DESCRIPTION OF THE TASK:
Return the lines below exactly, starting with the line that contains "the stone pedestal" and stopping after the last line.

INFORMATION SUPPLIED:
──────────
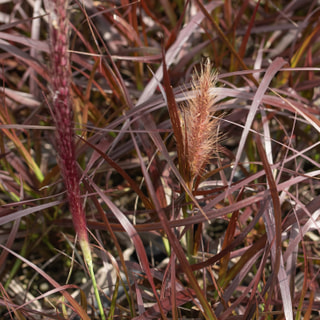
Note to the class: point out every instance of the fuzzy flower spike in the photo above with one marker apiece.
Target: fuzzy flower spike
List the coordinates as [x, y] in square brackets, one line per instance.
[199, 128]
[63, 117]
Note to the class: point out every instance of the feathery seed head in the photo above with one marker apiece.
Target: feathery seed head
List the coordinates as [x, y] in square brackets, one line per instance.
[200, 129]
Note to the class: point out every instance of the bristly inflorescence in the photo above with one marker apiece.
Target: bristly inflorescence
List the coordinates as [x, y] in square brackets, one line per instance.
[200, 125]
[62, 110]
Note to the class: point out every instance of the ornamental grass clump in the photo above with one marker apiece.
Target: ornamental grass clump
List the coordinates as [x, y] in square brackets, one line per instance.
[63, 117]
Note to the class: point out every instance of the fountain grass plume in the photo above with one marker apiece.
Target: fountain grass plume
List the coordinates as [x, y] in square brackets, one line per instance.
[63, 117]
[200, 130]
[200, 138]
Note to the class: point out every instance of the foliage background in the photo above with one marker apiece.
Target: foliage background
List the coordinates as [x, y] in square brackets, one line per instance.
[258, 258]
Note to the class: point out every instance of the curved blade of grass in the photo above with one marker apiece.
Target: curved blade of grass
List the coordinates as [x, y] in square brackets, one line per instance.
[278, 268]
[275, 66]
[134, 236]
[82, 313]
[172, 52]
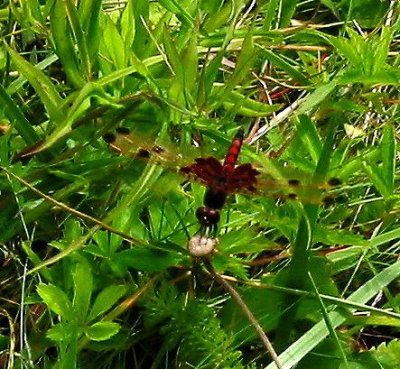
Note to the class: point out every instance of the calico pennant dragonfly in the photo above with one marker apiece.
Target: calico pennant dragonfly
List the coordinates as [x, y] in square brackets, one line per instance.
[221, 180]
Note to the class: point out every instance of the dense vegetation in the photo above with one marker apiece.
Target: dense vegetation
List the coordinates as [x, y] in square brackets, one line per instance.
[95, 269]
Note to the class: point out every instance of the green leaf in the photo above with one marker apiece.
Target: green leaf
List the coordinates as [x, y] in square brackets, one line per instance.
[148, 259]
[309, 136]
[83, 285]
[42, 84]
[388, 147]
[14, 114]
[388, 355]
[59, 332]
[295, 352]
[56, 300]
[106, 299]
[102, 331]
[114, 45]
[63, 42]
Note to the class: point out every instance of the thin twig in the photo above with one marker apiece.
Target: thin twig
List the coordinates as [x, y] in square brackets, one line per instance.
[252, 319]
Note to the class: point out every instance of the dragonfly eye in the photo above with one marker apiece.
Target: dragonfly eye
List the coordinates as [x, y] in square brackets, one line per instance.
[207, 216]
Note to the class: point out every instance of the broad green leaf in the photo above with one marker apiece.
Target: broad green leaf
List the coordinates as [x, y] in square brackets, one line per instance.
[60, 332]
[106, 299]
[388, 147]
[128, 26]
[63, 42]
[16, 116]
[288, 8]
[89, 15]
[176, 7]
[83, 285]
[308, 134]
[79, 36]
[292, 355]
[114, 45]
[146, 258]
[102, 331]
[56, 300]
[42, 85]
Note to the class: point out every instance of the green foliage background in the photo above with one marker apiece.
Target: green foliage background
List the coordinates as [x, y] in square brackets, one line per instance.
[95, 271]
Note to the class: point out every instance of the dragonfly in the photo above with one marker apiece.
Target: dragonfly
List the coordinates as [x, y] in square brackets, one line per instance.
[220, 179]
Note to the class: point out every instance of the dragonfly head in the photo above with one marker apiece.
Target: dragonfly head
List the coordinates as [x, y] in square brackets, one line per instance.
[207, 217]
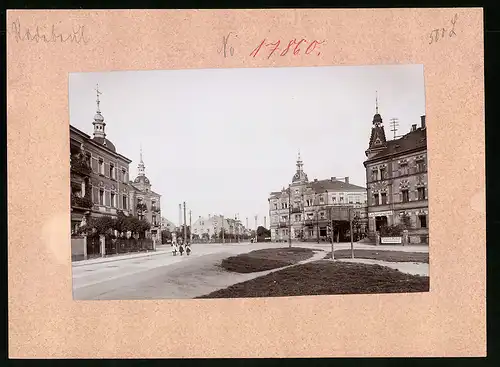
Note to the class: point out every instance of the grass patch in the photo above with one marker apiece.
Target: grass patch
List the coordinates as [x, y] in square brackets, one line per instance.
[326, 278]
[266, 259]
[391, 256]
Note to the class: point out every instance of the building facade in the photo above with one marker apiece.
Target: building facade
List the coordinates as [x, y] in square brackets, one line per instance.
[145, 203]
[210, 226]
[306, 208]
[167, 225]
[100, 183]
[396, 179]
[99, 175]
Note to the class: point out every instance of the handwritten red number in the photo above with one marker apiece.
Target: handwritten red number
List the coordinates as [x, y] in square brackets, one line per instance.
[276, 45]
[296, 50]
[312, 46]
[285, 51]
[256, 50]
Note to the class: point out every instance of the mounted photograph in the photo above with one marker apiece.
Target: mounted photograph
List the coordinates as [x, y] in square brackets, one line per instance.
[248, 182]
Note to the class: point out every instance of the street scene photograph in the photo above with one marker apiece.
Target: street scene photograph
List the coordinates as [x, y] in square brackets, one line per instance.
[248, 182]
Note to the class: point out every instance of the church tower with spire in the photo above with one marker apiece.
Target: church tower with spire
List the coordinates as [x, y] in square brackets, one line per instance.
[300, 176]
[378, 142]
[141, 181]
[99, 124]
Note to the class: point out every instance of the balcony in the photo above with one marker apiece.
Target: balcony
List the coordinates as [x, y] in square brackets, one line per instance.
[80, 165]
[309, 222]
[81, 202]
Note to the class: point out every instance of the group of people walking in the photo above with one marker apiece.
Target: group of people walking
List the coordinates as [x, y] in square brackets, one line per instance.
[180, 246]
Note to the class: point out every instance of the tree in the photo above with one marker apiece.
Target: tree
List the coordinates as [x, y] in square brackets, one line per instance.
[166, 236]
[406, 220]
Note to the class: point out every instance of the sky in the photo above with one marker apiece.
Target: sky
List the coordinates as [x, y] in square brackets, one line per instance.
[222, 139]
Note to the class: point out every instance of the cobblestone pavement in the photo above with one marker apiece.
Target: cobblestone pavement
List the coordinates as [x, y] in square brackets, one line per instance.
[164, 276]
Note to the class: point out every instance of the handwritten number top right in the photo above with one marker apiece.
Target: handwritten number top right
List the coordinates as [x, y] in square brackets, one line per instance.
[440, 33]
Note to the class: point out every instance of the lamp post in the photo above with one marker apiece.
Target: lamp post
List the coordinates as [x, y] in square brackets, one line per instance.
[350, 231]
[289, 217]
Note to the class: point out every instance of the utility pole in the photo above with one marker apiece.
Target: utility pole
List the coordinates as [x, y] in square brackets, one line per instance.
[185, 228]
[350, 225]
[331, 233]
[190, 229]
[180, 215]
[222, 228]
[394, 124]
[289, 217]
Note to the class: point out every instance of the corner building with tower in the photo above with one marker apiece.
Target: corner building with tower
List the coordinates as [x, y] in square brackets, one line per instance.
[304, 210]
[100, 184]
[396, 180]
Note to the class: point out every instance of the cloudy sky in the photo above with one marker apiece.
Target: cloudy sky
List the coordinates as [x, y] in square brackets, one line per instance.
[223, 139]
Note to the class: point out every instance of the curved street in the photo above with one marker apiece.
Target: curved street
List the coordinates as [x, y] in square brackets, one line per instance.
[161, 275]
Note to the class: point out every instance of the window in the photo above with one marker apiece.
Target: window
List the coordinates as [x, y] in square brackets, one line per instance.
[420, 165]
[423, 221]
[383, 173]
[421, 193]
[383, 197]
[405, 197]
[101, 166]
[404, 168]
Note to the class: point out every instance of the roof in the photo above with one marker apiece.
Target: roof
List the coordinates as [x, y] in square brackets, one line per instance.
[142, 178]
[320, 186]
[105, 142]
[333, 185]
[414, 140]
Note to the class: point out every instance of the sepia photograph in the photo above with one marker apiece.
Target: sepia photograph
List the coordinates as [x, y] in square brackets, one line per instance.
[248, 182]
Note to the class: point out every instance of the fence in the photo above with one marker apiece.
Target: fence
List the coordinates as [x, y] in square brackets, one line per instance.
[124, 245]
[93, 246]
[78, 250]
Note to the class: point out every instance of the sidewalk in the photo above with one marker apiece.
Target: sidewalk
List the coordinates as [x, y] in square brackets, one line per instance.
[161, 249]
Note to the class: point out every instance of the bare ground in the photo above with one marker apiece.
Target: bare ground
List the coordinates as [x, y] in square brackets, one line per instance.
[266, 259]
[326, 278]
[391, 256]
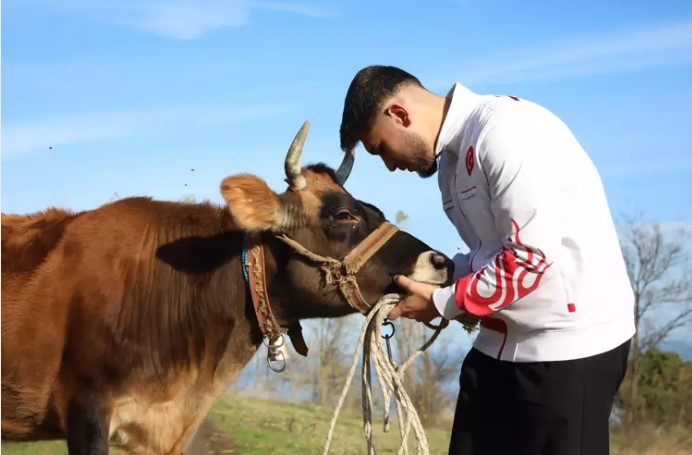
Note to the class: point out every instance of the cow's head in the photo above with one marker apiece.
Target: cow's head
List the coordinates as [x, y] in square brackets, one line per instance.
[318, 213]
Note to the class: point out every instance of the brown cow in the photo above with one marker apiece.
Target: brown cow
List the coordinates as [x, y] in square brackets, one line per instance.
[122, 325]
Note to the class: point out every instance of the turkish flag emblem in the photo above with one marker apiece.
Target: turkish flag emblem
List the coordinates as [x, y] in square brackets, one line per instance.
[469, 160]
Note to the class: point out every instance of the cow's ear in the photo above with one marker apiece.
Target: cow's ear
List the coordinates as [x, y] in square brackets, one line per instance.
[254, 206]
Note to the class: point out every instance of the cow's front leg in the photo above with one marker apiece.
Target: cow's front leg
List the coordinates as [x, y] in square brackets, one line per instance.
[87, 428]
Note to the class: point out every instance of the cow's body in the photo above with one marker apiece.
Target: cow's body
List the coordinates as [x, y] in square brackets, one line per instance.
[123, 324]
[164, 338]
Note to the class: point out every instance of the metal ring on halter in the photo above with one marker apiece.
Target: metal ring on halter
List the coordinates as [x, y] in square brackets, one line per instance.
[268, 343]
[278, 358]
[387, 322]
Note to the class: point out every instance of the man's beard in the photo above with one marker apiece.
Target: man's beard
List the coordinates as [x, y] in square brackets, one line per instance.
[424, 164]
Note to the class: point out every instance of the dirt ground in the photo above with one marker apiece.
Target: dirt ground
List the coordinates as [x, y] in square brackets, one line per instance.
[209, 441]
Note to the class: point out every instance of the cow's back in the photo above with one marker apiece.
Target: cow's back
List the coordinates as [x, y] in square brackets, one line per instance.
[109, 301]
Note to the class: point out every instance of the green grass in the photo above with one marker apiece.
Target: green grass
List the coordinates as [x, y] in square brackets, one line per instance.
[263, 427]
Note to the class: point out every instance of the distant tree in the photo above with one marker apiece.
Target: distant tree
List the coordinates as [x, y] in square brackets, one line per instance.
[658, 269]
[665, 389]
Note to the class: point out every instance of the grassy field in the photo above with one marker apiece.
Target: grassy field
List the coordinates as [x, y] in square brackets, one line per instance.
[263, 427]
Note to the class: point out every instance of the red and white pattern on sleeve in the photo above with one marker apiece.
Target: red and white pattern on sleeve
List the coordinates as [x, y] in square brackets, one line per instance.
[516, 271]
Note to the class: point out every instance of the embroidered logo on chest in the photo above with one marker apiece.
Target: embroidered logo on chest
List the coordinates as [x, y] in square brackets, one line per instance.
[469, 160]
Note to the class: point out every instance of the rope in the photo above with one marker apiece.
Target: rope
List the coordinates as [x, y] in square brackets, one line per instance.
[390, 377]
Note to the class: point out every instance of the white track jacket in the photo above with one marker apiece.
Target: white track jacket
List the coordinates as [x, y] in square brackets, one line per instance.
[545, 271]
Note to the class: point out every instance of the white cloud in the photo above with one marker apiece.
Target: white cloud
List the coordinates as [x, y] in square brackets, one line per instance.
[629, 50]
[179, 19]
[20, 139]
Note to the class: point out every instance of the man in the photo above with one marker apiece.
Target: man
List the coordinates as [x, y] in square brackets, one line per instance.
[544, 272]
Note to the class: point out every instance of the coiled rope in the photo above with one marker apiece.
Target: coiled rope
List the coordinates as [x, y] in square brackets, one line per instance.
[390, 377]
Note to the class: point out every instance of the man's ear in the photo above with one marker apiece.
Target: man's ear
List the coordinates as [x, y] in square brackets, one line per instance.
[254, 206]
[399, 114]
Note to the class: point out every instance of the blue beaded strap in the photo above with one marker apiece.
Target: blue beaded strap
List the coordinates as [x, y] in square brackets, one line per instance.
[244, 262]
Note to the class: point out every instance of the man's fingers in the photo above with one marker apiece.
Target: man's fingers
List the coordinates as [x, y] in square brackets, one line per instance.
[396, 312]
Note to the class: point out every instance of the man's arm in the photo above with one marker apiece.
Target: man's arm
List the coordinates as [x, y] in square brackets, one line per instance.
[524, 210]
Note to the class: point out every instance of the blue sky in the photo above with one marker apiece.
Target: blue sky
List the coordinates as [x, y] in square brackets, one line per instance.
[131, 95]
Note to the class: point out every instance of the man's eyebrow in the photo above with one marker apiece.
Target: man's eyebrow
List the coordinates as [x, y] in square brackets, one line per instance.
[375, 150]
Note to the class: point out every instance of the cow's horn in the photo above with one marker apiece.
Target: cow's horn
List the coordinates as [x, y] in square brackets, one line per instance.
[292, 164]
[345, 169]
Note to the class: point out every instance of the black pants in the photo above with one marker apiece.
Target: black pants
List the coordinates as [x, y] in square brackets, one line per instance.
[537, 408]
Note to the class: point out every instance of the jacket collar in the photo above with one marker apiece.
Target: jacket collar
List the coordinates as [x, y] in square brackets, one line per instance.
[463, 102]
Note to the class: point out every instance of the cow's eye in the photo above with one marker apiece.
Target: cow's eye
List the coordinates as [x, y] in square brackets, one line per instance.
[343, 215]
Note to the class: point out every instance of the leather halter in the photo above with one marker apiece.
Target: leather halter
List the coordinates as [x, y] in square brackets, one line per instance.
[343, 273]
[254, 271]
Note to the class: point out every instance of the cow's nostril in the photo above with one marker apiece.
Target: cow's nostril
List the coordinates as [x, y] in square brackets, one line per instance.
[438, 261]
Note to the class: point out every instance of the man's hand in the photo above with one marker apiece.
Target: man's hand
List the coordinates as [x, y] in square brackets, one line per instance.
[418, 302]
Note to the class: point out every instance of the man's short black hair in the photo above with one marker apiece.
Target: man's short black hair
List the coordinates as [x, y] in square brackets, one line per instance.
[369, 89]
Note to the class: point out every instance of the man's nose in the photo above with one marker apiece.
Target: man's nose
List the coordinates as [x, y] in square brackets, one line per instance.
[390, 164]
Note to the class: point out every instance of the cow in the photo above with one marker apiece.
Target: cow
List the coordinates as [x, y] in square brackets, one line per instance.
[122, 325]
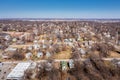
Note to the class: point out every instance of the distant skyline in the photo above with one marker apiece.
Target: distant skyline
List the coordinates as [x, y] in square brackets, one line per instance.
[59, 8]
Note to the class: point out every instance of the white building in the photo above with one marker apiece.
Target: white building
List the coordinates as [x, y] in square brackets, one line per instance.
[18, 72]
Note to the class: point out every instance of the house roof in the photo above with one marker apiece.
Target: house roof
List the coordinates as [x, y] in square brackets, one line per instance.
[18, 71]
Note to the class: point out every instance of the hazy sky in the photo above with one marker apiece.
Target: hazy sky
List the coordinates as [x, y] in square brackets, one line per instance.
[59, 8]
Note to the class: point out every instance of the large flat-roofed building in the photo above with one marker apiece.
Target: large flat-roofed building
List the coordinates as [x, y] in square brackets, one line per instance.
[18, 72]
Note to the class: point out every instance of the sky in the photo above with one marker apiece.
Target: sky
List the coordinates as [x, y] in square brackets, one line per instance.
[59, 8]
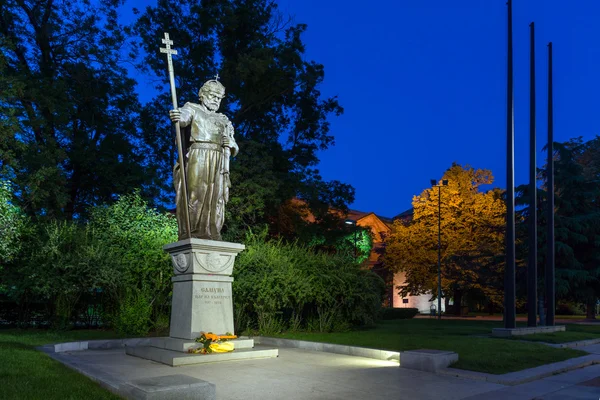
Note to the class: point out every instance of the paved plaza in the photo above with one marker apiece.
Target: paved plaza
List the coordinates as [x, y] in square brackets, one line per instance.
[301, 375]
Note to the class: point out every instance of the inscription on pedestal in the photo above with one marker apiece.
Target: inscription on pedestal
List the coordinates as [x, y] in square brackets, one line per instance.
[210, 296]
[202, 295]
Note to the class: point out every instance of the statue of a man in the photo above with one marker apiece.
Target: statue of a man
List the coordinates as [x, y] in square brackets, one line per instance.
[210, 138]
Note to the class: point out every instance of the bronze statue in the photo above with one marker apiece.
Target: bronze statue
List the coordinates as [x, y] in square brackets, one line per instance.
[210, 138]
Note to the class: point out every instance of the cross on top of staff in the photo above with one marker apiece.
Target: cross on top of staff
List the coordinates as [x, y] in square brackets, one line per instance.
[168, 42]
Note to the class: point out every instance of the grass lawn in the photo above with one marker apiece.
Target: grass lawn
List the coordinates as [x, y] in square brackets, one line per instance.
[26, 373]
[491, 355]
[574, 333]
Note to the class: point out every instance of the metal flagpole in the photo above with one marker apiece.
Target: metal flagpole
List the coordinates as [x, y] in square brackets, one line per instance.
[532, 267]
[550, 298]
[509, 273]
[170, 52]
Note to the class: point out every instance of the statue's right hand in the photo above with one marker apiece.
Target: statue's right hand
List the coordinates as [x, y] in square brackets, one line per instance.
[175, 115]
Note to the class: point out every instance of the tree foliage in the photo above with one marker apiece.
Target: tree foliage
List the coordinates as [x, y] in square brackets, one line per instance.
[280, 286]
[577, 219]
[472, 238]
[12, 221]
[273, 100]
[68, 131]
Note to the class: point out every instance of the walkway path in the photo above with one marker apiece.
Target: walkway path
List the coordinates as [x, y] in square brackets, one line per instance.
[303, 375]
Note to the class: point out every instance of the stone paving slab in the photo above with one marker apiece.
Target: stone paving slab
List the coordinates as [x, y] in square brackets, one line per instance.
[295, 375]
[527, 375]
[176, 358]
[330, 348]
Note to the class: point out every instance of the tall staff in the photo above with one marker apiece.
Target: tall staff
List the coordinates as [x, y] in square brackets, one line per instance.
[550, 294]
[186, 214]
[509, 271]
[532, 267]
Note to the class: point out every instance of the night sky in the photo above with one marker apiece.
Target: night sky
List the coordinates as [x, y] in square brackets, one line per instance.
[423, 84]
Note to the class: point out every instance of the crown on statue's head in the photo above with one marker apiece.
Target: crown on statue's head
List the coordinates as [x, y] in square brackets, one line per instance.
[213, 85]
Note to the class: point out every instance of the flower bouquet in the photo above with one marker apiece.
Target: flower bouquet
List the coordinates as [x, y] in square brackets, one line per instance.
[212, 343]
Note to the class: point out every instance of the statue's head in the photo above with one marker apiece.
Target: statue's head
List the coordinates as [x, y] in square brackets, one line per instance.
[211, 94]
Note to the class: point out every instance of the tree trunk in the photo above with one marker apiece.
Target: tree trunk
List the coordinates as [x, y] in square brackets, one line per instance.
[457, 302]
[590, 312]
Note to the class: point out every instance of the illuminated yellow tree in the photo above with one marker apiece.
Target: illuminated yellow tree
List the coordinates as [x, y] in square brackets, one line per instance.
[472, 238]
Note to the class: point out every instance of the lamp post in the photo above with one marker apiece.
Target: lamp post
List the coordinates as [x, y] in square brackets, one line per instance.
[434, 183]
[353, 224]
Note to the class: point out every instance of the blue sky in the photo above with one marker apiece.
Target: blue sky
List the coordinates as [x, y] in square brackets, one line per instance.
[423, 84]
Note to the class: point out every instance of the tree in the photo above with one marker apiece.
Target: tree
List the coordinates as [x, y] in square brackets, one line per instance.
[472, 238]
[11, 224]
[69, 138]
[272, 99]
[577, 221]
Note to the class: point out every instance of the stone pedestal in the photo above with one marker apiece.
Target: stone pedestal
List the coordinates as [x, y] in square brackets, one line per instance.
[202, 302]
[202, 297]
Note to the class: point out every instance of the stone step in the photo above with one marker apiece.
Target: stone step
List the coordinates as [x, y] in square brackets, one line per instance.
[175, 358]
[183, 345]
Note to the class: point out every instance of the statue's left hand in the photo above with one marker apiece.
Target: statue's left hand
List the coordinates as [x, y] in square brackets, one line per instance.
──────────
SOLUTION FOR THIS TASK:
Note to the class: point out every instance of the stone pedestal in the photo above with one marker apiece.
Target: stone pedestal
List the coordinates as [x, y] in square brackets, one line per instance.
[202, 302]
[202, 297]
Note to the class: point out every instance of the stone step in the photo above with one marker apiece.
Target: stone step
List the coordinates as [x, y] in square brackets, one line per instance.
[175, 358]
[183, 345]
Note to the class: point out every instance of the statue's left hand in the photo above with one marker apiece.
Target: statue's left hand
List the coordinates as [x, y] in square brackets, one line per instance.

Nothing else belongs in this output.